Error in context specification for Casing

From: Aleksander Morgado (aleksander@es.gnu.org)
Date: Sat Apr 12 2008 - 16:46:37 CDT

  • Next message: JFC Morfin: "Re: "French+" support by Unicode"

    Hi all,

    Some months ago I filled an error report in the Unicode website related
    to the 'More_Above' context specification for casing. This error was in
    Unicode 5.0, and the error report was as follows:
    "I believe there is an error in the description of the 'More_Above'
    context specification for casing (Table 3-14, page 124). According to
    the regular expression provided, the wording of the description should
    say "C is followed by a character of combining class 230 (Above) with no
    intervening character of combining class 0". The last part of the
    sentence provided in the standard ("or 230 (Above)") should be removed."

■ Data rows:

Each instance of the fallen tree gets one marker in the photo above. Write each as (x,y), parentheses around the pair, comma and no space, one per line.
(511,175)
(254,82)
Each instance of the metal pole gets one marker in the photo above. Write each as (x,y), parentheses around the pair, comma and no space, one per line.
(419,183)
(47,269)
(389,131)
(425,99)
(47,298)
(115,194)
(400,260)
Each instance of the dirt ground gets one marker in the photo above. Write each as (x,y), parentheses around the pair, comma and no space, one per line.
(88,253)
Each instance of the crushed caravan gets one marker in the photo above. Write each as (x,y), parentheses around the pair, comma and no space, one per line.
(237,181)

==

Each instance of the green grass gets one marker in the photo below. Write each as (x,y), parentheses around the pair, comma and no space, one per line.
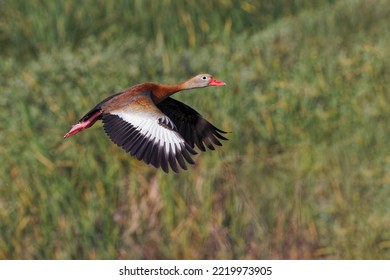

...

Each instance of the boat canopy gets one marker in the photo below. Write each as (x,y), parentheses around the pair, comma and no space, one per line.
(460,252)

■ Required task A:
In the casing error message, shorten the paragraph beginning "Some months ago I filled an error report" into a brief bulleted list that keeps its main facts.
■ Required task B:
For each statement, say yes or no on whether it agrees with the casing error message, and quote the words of the message that decide it.
(i) The reported error was in Unicode 5.0.
(ii) The description in question appears in Table 3-14 on page 130.
(iii) The report proposed adding the words "or 230 (Above)" to the description.
■ Required task C:
Carry on writing the casing error message, picking up after its last sentence.
The entries are not needed for any of this work.

■ Final result A:
- Some months earlier, the author submitted an error report on the Unicode website.
- It concerned the 'More_Above' context specification for casing in Unicode 5.0 (Table 3-14, page 124).
- Based on the regular expression given, the description should read "C is followed by a character of combining class 230 (Above) with no intervening character of combining class 0".
- The closing words "or 230 (Above)" should be deleted from the standard's sentence.

■ Final result B:
(i) Yes: "This error was in Unicode 5.0"
(ii) No: "(Table 3-14, page 124)"
(iii) No: "The last part of the sentence provided in the standard ("or 230 (Above)") should be removed."

■ Final result C:
    I guess people in Unicode analyzed the error report, and now this is
    what we have in the errata list (http://www.unicode.org/errata/):
    "On p. 124 of The Unicode Standard, Version 5.0, there is an error in
    the Regular Expressions column for "More_Above", in the third row of
    Table 3-14, Context Specification for Casing. The corrected regular
    expression should be: [^\p{ccc=230}\p{ccc=0}]* [\p{ccc=230}] "

    IMHO the problem remains in the wording of the 'Description' column in
    table 3-14, and not in the regular expression (the old one was:
    [^\p{ccc=0}]* [\p{ccc=230}] ). The idea is that if the character C must
    be followed by a character of combining class 230, we shouldn't check
    for intervening characters of combining class 230.

    What do you think?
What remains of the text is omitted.